It is commonly understood that a good way to fully delete desired items from a std::vector is the erase-remove idiom.

As noted in the above link (as of the date of this posting), in code the erase-remove idiom looks like this:

int main()
{
  // initialises a vector that holds the numbers from 0-9.
  std::vector<int> v = { 0, 1, 2, 3, 4, 5, 6, 7, 8, 9 };

  // erase-remove idiom to completely eliminate the desired items from the vector
  v.erase( std::remove( std::begin(v), std::end(v), 5 ), std::end(v) ); 
}

I would like to know whether a resize-remove idiom is equivalent in terms of functionality and performance to the erase-remove idiom. Or, perhaps I am missing something obvious?

Is the following resize-remove idiom equivalent to the above erase-remove idiom?

int main()
{
  std::vector<int> v = { 0, 1, 2, 3, 4, 5, 6, 7, 8, 9 };

  // Is this "resize-remove" approach equivalent to the "erase-remove" idiom?
  v.resize( std::remove( std::begin(v), std::end(v), 5 ) - v.begin() ); 
}
Catalinacatalo answered 4/4, 2014 at 10:24 Comment(3)
"resize-remove" is - by definition - not an "idiom" as the phrase is not in use by others...Motte
@TonyD Which is, by itself, a very strong reason for preferring the erase-remove idiom.Neel
The (rhetorical) question I'd like to add is: why on earth does the STL not take care of this chore on its own by default, so that it couldn't have become an idiom in the first place...Jeanette
E
13

In my opinion, there are two reasons:

  1. std::remove algorithm requires only Forward Iterator, but - op requires Random Access Iterator.

  2. The result of std::remove means "the new end of container". Logically, we should erase [ "the new end of container" , "the old end of container" ).

Ecclesiology answered 4/4, 2014 at 10:41 Comment(1)
The first is a very good point (although it doesn't affect std::vector).Neel
T
6

It is equivalent for std::vector, but not for std::list or other containers. Not sure if subtracting iterators is even possible for std::list, and even if it is, it is a O(N) operation.

Trillby answered 4/4, 2014 at 10:43 Comment(7)

WORK TO BE COMPLETED: Please answer from the thread on the erase-remove idiom: what kind of iterator does the std::remove algorithm require?

DATA PROVIDED:
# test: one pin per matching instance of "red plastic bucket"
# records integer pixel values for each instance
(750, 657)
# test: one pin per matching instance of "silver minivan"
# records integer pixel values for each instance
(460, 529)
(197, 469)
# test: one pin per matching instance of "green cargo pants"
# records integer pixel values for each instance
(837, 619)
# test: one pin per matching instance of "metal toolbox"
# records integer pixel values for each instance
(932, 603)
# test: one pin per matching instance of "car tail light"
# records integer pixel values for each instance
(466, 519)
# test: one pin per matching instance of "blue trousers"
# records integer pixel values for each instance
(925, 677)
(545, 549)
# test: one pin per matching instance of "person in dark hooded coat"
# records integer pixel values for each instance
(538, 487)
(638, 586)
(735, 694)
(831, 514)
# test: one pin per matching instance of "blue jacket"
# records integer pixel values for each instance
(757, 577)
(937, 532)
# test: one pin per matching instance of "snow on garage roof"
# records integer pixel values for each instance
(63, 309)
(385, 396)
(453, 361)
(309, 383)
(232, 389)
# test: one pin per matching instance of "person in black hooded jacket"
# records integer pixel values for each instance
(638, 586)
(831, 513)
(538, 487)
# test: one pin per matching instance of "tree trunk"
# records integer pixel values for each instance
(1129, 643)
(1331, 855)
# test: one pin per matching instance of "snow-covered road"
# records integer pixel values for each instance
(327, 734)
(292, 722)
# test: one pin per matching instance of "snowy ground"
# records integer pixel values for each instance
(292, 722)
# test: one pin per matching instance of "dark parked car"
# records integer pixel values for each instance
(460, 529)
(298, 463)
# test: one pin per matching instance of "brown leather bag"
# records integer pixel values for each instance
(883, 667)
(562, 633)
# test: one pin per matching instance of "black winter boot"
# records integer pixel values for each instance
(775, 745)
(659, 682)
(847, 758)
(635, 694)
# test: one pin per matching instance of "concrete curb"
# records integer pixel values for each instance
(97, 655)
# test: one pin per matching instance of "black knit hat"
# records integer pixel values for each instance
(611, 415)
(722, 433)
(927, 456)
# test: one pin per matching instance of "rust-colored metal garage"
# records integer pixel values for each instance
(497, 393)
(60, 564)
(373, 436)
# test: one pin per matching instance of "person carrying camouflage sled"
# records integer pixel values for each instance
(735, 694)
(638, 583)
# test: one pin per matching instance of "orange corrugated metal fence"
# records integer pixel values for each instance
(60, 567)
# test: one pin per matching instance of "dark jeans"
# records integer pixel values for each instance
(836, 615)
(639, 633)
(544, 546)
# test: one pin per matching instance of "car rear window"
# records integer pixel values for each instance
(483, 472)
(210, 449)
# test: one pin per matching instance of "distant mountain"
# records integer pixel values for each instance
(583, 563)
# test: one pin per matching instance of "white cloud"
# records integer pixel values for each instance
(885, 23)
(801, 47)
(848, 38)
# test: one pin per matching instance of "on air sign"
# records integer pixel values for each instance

WRITTEN REPLY: A Forward Iterator.